Work instructions:
1 > From the flood insurance article, return the passage starting at "If your home is" and ending at "need to know.", copied word for word.
2 > Answer these questions using the flood insurance article:
(a) According to the National Flood Insurance Program, what is the average flood claim for U.S. homeowners?
(b) How long is the waiting period between buying flood coverage and when it kicks in?
(c) According to Griffin, what share of flood claims is for a home that isn't in a flood plain?
━━━━━ Extract to read ━━━━━
If your home is damaged in a flood, are you covered?

That depends on the value of your home, the level of water damage and whether you have flood insurance.

Regular homeowners insurance policies don’t cover flood water damage. And policies through the National Flood Insurance Program top out at $350,000 for your home and goods. So you may need supplemental coverage if your home and possessions total more than that.

But, while people tend to associate floods with a total loss, the average flood claim for U.S. homeowners is about $30,000, according to the National Flood Insurance Program.

Here are six myths that persist about flood insurance — and the truth you need to know.

 

Myth: You must live in a flood plain

Myth: You must live in a flood plain

Not true. If you live in a flood plain, your mortgage company will likely require you to buy flood insurance. But you can purchase it even if you don’t live within a flood zone.

“Almost anybody can get flood insurance who wants flood insurance,” says Chris Hackett, director of personal lines for the Property Casualty Insurers Association of America. It’s cheaper if you don’t live inside a flood plain.

The price of insurance through the federal flood insurance program is based on standardized rates and depends on the home’s value and whether or not it’s in a flood plain, says Don Griffin, vice president of personal lines for the Property Casualty Insurers Association of America.

The average price for flood insurance is about $600 annually, Hackett says.

If you rent your home or live in a condo, you can buy flood insurance for just your possessions, says Griffin.

If you want flood insurance, it pays to think ahead. There is a 30-day waiting period between when you buy the coverage and when it kicks in, he says.

 

Myth: Flood insurance is for high-risk areas

Myth: Flood insurance is for high-risk areas

Merle Scheiber’s dream home wasn’t in a flood plain, and he didn’t have flood insurance.

Just after completing a three-year renovation project for his 1,800-square-foot cabin-style home, flooding put it underwater for almost four months. Now he’s working on an entirely different kind of renovation project.

“I’m in the process of tearing it apart myself and putting it back together,” says Scheiber, who is also the director of insurance for South Dakota.

He advocates that homeowners — even those who do not live in designated flood plains — weigh the dangers and their options and seriously consider buying flood insurance.

“You need to assess your risk,” Scheiber says. Griffin says 1 in 4 flood claims is for a home that isn’t in a flood plain.

 

Myth: Flood insurance covers everything

Myth: Flood insurance covers everything

Not necessarily. When it comes to the physical structure of your house, federal flood insurance policies top out at $250,000, Hackett says. If you have a $300,000 house that’s a total loss because of a flood, the most you can recoup through the program is $250,000 to cover the structure itself.
━━━━━ Record excerpts ━━━━━
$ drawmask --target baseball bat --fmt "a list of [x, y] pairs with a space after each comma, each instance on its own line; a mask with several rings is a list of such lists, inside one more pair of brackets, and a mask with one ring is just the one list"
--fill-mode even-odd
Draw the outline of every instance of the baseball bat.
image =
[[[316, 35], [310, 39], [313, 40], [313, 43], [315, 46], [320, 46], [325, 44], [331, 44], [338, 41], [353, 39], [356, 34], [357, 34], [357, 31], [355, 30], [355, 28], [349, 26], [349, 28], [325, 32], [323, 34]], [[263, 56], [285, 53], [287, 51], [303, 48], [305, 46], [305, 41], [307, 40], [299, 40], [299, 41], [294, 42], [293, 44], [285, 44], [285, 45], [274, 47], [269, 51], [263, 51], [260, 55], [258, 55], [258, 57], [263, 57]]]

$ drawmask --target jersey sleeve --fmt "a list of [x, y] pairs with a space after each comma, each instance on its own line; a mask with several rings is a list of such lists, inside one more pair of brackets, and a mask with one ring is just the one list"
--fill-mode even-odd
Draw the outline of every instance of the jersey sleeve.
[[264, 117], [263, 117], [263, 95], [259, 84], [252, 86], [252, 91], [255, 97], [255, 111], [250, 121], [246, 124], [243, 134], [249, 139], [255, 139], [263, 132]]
━━━━━
Solutions by task:
1 >
If your home is damaged in a flood, are you covered?

That depends on the value of your home, the level of water damage and whether you have flood insurance.

Regular homeowners insurance policies don’t cover flood water damage. And policies through the National Flood Insurance Program top out at $350,000 for your home and goods. So you may need supplemental coverage if your home and possessions total more than that.

But, while people tend to associate floods with a total loss, the average flood claim for U.S. homeowners is about $30,000, according to the National Flood Insurance Program.

Here are six myths that persist about flood insurance — and the truth you need to know.

2 >
(a) About $30,000.
(b) 30 days.
(c) 1 in 4.